= EXCERPTED PASSAGE =
________

WATCH Senators Whitehouse, Padilla, and Schiff warn that the Republican plan to overrule the Parliamentarian and overturn California’s Clean Air Act waivers amounts to going nuclear. 

Washington, D.C.— U.S. Senator Sheldon Whitehouse (D-R.I.), Ranking Member of the U.S. Senate Environment and Public Works Committee, joined Senators Alex Padilla (D-Calif.), Ranking Member of the Senate Committee on Rules and Administration, and Adam Schiff (D-Calif.) to take to the Senate floor to sound the alarm about Senate Republicans’ considering a dangerous plan to overrule the Senate Parliamentarian’s decision regarding California’s clean air waivers that allow the state to implement more protective air quality standards.

The Government Accountability Office (GAO) has determined that California’s Clean Air Act waivers are not rules under the Congressional Review Act (CRA), and the Senate Parliamentarian affirmed that any CRA resolutions on this subject would therefore require 60 votes to secure Senate passage.  The Senators emphasized the harmful environmental, public health, and economic consequences of attempting to revoke California’s waivers, as well as the dangerous precedent this “nuclear option” would set in undermining longstanding Senate procedures that could be applied to legislation far beyond the CRA.

________

= WHAT YOU NEED TO DO =
[A] Write out the part of the press release on California's Clean Air Act waivers that begins with the words containing "Washington, D.C.— U.S. Senator" and ends with "air quality standards.".
[B] Carry on the press release on California's Clean Air Act waivers from the point where it stops.
The material after this press release comes from a separate source.

________

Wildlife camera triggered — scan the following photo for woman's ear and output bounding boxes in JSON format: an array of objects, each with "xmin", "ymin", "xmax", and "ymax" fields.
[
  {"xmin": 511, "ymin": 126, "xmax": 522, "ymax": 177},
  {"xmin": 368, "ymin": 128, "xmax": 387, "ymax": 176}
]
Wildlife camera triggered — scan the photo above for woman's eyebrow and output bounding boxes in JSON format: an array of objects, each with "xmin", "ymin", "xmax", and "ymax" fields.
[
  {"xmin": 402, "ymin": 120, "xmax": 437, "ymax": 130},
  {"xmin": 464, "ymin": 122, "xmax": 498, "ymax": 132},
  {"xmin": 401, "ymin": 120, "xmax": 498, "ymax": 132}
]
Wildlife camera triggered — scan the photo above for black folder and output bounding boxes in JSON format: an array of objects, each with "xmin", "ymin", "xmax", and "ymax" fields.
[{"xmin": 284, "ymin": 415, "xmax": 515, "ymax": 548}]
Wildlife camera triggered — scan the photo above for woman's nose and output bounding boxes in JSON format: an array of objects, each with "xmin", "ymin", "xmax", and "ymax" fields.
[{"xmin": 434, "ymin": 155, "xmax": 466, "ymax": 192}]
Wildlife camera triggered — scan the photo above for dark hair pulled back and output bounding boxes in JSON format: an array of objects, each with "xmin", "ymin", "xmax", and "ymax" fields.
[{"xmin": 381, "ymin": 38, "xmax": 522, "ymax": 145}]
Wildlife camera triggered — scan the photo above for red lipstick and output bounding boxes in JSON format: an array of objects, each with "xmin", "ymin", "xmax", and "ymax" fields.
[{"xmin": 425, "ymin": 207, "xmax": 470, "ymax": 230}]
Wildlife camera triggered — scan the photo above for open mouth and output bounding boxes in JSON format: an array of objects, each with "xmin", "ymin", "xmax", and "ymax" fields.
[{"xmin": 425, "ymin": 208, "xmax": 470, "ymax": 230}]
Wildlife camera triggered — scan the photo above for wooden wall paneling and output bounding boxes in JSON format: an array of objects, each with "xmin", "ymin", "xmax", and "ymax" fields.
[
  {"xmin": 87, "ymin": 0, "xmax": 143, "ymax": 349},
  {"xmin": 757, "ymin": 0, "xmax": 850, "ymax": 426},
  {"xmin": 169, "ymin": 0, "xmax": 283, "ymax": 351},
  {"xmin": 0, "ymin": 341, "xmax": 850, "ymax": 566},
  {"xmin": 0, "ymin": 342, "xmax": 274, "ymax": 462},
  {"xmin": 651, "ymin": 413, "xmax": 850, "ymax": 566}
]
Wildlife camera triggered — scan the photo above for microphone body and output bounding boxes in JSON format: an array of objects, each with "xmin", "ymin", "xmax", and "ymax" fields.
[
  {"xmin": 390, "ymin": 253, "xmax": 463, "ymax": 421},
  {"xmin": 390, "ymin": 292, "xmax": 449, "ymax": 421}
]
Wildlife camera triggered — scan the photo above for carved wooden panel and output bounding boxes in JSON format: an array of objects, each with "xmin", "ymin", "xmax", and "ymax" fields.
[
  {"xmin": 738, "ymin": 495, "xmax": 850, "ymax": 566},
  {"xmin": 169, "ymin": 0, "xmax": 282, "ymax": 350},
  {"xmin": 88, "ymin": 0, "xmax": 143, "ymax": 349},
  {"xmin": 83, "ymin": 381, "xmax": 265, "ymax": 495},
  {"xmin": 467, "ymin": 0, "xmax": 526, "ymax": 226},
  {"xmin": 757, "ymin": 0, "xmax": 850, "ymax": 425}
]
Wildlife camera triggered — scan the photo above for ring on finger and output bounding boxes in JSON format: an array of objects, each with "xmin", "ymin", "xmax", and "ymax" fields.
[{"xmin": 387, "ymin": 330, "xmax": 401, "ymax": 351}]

________

= ANSWERS PER TASK =
[A]
Washington, D.C.— U.S. Senator Sheldon Whitehouse (D-R.I.), Ranking Member of the U.S. Senate Environment and Public Works Committee, joined Senators Alex Padilla (D-Calif.), Ranking Member of the Senate Committee on Rules and Administration, and Adam Schiff (D-Calif.) to take to the Senate floor to sound the alarm about Senate Republicans’ considering a dangerous plan to overrule the Senate Parliamentarian’s decision regarding California’s clean air waivers that allow the state to implement more protective air quality standards.

[B]
“Then there’s the question of overruling the Parliamentarian.  The ‘nuclear option,’” said Ranking Member Whitehouse.  “The import of overruling the Parliamentarian extends far beyond CRA resolutions.  Once you overrule the Parliamentarian on a legislative matter, all bets are off.  Any future majority would have precedent to overrule the Parliamentarian on legislative matters.  There is no cabining such a decision.  It is tantamount to eliminating the filibuster.”  

The EPW Ranking Member continued, “‘If You Give a Mouse a Cookie,’ it never ends.  Pretend all you want that these waivers are exceptional or that any precedent overruling the Parliamentarian would be limited.  That’s not the way it works.  Soon some members will think their thing is exceptional and push to use the precedent.  And on and on it will go, if you give the mouse the cookie.  You’d be upending 50 years of treating preemption waivers as agency decisions and not rules; 30 years of deferring to the GAO and the Parliamentarian on what constitutes a ‘rule’ for purposes of the CRA; and centuries of Senate procedure.”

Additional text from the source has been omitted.